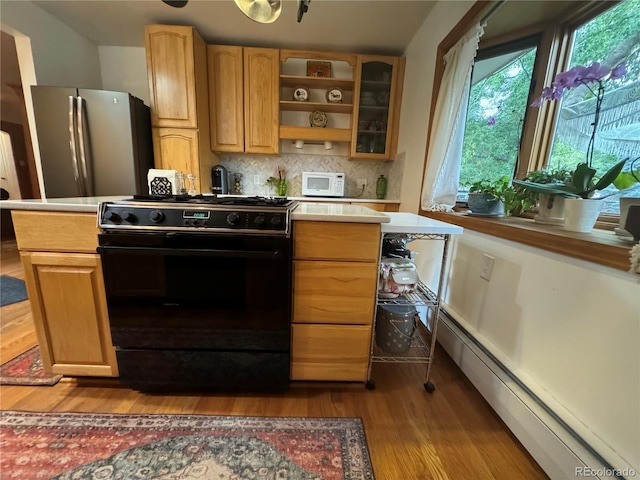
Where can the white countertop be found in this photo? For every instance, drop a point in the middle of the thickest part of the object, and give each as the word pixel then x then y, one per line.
pixel 342 200
pixel 337 212
pixel 392 222
pixel 402 222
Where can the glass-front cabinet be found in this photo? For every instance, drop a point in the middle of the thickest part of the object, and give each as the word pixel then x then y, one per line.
pixel 377 100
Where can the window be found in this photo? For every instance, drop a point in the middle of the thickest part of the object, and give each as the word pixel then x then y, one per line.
pixel 500 85
pixel 609 38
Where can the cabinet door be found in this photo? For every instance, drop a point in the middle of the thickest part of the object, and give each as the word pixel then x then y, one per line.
pixel 226 98
pixel 261 100
pixel 70 313
pixel 377 113
pixel 177 149
pixel 330 352
pixel 358 242
pixel 171 74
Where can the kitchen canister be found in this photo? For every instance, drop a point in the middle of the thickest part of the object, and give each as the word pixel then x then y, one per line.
pixel 396 327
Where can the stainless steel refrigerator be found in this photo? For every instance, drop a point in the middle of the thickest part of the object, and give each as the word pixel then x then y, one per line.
pixel 92 142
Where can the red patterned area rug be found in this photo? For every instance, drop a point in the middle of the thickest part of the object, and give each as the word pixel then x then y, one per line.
pixel 74 446
pixel 26 369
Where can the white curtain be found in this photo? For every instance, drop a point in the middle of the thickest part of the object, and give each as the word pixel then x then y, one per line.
pixel 440 184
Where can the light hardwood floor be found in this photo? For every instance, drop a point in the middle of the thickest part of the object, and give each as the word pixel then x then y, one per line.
pixel 412 435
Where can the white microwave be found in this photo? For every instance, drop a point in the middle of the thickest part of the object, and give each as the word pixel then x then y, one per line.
pixel 322 184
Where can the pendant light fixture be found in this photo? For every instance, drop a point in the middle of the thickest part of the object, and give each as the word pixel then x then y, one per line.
pixel 261 11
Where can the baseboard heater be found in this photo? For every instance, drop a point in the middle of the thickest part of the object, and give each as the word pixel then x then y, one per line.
pixel 559 450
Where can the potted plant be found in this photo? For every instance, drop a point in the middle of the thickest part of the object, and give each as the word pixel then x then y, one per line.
pixel 581 209
pixel 550 206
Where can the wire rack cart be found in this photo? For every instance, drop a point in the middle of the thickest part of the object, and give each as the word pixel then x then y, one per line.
pixel 410 227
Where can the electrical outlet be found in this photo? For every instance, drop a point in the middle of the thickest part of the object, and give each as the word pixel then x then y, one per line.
pixel 487 266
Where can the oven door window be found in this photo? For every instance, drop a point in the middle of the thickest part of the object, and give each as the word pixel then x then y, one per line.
pixel 199 293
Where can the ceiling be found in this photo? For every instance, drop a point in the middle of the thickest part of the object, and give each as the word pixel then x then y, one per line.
pixel 359 26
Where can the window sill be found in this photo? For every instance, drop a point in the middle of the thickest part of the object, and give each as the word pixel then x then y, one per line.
pixel 600 246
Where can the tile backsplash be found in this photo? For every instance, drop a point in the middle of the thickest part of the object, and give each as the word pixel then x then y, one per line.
pixel 262 167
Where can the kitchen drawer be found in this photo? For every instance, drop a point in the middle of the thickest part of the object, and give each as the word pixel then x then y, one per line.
pixel 334 292
pixel 336 241
pixel 330 352
pixel 55 232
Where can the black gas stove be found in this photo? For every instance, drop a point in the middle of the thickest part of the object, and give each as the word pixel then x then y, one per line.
pixel 199 213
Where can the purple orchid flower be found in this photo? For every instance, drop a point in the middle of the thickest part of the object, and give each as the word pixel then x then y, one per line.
pixel 618 71
pixel 581 75
pixel 596 72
+---+
Produce a verbatim copy of the lines from the one holding "Where can the tile" to the final line of the data, and nothing more.

Where can the tile backsplash be found in this photo? For every instance, drop a point in the middle of the thickest part of the object, and give each as the word pixel then x then y, one per line.
pixel 262 167
Where can the kitchen drawer be found in this photo? For every instance, drop a point in the middle of the thickest part of the object, and give each as the word pixel then x then y, one per line.
pixel 334 292
pixel 336 241
pixel 330 352
pixel 55 232
Where can the black gas stove be found in this photo? For every instance, drop a point in the middle of the thickest part of the object, and give each as the word pixel then x then y, one per line.
pixel 199 213
Where can the purple orchid flower be found in this photo? For every instance, drop a point in the middle of the thickest part of the object, and give each as the word pixel then x then y, one per line.
pixel 618 71
pixel 581 75
pixel 596 72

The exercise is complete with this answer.